-- EXERCISE DETAILS --
Repeat verbatim every line of the material, beginning at the line that holds "For the benchmark, annotate every instance of the piano lid" and ending at its last line.

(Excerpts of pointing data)
· · ·

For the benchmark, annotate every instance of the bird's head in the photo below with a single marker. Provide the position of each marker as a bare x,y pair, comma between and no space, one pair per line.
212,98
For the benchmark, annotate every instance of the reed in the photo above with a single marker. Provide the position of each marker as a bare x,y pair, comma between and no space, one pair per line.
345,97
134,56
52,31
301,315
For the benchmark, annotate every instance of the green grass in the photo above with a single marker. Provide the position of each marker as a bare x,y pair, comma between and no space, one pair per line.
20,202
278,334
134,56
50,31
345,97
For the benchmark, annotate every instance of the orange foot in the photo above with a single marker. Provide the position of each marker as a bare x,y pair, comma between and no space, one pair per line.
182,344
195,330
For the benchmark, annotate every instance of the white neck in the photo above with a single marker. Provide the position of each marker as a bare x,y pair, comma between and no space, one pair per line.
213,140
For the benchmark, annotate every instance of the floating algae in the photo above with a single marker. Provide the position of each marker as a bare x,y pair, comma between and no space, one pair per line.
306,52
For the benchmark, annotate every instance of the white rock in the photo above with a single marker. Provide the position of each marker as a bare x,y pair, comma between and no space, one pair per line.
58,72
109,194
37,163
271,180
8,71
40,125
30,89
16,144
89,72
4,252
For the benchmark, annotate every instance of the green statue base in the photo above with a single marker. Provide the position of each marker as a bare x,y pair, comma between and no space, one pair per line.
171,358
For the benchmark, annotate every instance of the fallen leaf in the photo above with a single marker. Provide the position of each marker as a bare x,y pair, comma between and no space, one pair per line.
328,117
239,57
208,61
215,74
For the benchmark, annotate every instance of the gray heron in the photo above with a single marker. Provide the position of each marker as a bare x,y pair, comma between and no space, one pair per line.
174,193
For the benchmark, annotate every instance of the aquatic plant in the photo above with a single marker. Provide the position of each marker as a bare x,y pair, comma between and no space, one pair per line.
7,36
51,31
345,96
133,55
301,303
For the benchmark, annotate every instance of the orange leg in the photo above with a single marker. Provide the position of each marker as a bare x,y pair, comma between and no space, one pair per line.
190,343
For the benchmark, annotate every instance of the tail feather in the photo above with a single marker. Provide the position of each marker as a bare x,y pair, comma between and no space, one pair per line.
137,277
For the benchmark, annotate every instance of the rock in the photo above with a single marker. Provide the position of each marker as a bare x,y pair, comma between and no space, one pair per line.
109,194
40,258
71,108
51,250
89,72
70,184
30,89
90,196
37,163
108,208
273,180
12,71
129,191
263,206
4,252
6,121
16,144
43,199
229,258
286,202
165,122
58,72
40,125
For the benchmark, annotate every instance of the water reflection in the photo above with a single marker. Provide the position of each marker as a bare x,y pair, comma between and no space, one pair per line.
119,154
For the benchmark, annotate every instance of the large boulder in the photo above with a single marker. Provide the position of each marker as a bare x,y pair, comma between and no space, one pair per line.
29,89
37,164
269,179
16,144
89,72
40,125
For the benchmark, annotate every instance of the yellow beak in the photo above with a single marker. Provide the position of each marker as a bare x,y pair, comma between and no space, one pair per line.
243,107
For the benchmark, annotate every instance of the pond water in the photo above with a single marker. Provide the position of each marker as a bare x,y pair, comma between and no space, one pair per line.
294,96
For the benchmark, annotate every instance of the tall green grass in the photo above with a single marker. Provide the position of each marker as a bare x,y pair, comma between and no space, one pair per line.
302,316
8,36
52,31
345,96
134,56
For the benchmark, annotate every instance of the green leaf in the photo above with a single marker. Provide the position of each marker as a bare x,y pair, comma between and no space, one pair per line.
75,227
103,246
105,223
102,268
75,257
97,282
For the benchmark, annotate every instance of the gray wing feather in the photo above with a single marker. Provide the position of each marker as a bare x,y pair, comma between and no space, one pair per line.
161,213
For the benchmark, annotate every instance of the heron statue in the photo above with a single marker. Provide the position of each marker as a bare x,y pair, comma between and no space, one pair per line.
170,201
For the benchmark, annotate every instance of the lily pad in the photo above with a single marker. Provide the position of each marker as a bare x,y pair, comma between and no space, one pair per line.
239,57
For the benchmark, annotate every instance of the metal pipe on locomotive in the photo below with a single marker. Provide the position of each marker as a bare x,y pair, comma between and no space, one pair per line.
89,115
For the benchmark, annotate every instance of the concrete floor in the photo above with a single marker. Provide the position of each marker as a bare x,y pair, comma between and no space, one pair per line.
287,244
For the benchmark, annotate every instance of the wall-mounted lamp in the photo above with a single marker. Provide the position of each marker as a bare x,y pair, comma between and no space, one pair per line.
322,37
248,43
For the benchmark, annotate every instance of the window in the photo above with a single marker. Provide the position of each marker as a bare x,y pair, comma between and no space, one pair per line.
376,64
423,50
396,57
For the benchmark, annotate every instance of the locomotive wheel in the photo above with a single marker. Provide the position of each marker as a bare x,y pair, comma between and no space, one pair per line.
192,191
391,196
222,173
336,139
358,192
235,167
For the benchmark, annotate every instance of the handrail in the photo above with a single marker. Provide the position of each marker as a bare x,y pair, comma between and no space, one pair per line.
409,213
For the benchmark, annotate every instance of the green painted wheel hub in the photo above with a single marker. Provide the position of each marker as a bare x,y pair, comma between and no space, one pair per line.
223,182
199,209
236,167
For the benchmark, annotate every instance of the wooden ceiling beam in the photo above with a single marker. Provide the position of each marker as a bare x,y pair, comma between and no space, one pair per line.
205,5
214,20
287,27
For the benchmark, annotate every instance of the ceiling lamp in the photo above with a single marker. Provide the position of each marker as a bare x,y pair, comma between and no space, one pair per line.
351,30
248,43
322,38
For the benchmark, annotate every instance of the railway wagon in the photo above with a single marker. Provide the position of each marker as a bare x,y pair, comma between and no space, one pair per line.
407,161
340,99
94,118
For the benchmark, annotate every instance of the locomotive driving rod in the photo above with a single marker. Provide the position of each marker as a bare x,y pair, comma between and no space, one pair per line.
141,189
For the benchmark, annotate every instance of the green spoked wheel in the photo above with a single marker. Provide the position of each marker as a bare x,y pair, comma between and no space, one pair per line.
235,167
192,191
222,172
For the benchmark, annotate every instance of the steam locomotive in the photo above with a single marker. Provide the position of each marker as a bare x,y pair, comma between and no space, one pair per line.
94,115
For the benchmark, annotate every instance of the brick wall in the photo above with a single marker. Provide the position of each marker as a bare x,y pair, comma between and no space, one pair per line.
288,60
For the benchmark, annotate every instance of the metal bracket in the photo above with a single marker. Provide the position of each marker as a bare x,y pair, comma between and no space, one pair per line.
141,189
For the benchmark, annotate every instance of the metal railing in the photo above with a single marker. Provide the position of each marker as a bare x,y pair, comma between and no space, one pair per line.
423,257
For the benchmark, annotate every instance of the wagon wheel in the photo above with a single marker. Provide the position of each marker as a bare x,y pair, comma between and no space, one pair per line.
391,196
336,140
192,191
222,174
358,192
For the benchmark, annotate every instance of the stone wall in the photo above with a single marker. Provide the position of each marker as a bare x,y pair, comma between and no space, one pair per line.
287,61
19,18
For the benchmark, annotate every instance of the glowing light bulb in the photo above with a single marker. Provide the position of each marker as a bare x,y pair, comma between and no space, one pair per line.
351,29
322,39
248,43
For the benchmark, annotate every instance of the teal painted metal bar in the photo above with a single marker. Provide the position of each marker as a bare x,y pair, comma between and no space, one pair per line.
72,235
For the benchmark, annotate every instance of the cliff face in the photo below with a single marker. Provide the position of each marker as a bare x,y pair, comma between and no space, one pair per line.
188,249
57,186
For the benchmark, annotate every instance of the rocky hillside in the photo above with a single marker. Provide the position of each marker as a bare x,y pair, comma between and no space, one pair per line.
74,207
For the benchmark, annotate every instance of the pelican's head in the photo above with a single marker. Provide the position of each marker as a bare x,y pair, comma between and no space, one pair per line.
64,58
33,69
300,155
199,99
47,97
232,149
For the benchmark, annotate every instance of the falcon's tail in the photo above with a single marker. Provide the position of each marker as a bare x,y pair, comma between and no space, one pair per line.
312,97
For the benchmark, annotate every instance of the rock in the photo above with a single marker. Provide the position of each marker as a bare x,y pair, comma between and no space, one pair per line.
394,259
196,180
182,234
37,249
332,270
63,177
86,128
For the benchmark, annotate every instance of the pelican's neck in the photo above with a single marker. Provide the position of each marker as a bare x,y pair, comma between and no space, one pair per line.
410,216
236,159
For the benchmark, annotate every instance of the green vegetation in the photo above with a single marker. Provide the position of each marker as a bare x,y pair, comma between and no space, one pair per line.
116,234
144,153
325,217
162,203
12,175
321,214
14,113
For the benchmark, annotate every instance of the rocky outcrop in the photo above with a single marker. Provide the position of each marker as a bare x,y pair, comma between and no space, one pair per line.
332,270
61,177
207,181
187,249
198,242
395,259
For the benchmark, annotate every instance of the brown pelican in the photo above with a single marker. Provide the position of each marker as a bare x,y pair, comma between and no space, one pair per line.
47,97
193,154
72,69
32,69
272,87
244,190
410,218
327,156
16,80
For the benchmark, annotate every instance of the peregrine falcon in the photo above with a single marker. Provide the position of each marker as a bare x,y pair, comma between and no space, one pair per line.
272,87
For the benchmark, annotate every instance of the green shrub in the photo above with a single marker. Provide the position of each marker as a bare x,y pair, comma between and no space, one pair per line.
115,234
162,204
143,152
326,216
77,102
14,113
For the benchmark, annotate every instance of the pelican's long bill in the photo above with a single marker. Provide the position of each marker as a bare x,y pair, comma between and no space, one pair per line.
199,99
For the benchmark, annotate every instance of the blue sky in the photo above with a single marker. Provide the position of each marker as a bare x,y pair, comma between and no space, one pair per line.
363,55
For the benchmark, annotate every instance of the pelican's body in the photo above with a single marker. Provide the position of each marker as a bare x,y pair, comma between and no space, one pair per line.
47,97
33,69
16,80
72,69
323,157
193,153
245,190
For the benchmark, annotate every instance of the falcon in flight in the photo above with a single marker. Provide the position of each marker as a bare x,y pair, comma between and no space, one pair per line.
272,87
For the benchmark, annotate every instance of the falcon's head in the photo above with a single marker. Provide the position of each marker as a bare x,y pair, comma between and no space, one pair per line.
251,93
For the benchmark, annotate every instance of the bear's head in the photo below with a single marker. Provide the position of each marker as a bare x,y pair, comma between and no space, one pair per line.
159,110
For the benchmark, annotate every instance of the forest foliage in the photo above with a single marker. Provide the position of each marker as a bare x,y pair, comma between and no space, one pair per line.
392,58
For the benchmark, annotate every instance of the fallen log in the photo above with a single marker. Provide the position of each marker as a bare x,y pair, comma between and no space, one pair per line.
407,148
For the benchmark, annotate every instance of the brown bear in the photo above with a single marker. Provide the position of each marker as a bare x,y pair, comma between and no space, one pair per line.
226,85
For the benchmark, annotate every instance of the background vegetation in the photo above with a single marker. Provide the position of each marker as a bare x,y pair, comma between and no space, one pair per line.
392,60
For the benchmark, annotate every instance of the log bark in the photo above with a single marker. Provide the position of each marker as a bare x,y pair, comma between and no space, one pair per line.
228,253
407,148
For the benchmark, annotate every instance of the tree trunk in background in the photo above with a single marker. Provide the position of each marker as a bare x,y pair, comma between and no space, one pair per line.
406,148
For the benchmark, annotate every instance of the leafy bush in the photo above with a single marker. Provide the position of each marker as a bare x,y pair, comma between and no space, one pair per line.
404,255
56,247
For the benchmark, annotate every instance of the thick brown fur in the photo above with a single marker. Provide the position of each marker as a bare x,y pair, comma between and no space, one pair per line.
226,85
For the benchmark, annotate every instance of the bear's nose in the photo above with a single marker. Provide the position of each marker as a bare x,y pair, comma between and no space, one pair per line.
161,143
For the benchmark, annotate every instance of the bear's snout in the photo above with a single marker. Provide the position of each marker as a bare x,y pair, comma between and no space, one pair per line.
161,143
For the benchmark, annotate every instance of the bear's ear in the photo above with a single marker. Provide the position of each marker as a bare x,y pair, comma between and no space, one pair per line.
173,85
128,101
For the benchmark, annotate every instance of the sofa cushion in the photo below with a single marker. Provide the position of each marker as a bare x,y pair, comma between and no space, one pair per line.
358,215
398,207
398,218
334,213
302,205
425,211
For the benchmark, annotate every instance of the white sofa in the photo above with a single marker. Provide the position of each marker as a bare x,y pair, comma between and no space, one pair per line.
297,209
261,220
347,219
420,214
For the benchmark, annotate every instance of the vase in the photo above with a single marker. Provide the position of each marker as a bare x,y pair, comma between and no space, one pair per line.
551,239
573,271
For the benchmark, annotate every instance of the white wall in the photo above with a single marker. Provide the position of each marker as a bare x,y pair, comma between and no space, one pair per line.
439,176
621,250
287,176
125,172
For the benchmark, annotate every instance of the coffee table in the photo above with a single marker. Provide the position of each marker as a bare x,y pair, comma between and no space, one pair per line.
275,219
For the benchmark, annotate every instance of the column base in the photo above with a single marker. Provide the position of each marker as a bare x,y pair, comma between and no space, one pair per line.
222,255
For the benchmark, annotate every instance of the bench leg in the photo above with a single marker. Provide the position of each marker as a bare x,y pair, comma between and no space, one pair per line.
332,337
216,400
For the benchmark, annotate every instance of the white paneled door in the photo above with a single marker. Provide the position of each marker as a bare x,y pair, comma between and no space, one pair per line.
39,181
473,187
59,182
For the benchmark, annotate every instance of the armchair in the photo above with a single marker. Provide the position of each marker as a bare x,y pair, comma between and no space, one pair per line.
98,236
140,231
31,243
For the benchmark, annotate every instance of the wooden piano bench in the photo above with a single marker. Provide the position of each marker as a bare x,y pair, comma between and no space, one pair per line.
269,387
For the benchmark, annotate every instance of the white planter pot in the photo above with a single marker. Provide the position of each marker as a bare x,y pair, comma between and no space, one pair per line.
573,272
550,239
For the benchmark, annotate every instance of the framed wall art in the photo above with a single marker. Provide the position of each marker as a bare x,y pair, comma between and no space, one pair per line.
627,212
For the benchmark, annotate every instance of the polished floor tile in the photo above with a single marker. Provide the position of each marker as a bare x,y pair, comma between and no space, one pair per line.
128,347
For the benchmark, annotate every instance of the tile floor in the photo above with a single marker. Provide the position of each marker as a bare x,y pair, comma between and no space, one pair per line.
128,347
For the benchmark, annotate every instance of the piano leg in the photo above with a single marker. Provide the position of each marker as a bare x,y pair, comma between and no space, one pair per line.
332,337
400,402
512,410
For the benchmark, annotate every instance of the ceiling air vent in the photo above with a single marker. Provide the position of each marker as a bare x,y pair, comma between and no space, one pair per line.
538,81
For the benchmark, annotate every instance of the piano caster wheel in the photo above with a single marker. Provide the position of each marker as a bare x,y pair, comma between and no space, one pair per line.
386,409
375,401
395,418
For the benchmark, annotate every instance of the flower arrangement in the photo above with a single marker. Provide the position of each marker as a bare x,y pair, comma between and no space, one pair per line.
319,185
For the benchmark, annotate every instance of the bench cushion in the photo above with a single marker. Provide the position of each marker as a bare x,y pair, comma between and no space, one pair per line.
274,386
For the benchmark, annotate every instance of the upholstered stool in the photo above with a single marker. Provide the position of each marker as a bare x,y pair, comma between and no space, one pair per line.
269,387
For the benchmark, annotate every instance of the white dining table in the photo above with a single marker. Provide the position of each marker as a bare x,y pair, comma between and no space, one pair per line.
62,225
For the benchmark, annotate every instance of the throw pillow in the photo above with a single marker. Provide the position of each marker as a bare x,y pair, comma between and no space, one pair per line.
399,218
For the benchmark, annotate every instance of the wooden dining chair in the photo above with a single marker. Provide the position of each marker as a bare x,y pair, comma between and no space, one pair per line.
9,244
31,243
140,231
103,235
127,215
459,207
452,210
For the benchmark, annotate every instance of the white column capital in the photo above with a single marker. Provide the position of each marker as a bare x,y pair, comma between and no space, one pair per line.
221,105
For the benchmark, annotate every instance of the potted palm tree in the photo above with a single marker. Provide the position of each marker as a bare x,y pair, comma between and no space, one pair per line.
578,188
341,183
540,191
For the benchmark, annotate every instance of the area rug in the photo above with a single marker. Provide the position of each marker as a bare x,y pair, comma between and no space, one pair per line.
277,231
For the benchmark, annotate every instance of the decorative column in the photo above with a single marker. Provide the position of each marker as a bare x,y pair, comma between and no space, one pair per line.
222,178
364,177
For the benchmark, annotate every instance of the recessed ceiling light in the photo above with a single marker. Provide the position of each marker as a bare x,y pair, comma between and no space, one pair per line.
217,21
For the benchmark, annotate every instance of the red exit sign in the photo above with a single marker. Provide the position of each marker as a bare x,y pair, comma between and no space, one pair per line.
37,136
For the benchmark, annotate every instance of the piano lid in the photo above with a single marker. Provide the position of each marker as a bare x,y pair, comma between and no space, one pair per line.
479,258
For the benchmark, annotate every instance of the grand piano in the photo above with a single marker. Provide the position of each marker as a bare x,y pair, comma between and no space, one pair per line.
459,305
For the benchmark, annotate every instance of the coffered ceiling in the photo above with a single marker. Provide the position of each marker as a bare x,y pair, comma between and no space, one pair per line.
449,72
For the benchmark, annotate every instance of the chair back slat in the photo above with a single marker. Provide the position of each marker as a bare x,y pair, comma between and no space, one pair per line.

· · ·

-- REPLY TO THE TASK --
For the benchmark, annotate every instance of the piano lid in the photo above with a single marker. Provide the position of each marker as a bare x,y pair, comma between and no space, one pair per line.
479,258
For the benchmark, annotate every instance of the grand piano in the photo above with a single marker. Provide the position of each marker as a bare x,y pair, comma between and no space, one pair per line.
459,305
For the benchmark, annotate every instance of the coffered ceiling in the photo above with a single marker. Provide the position of each marker as a bare x,y pair, comma between and no space, one pair per line.
449,72
For the benchmark, annotate every instance of the chair back slat in the photo above with a single marker. Provide the position of each marker as a bare x,y pair, comma between and no space, one pair per line.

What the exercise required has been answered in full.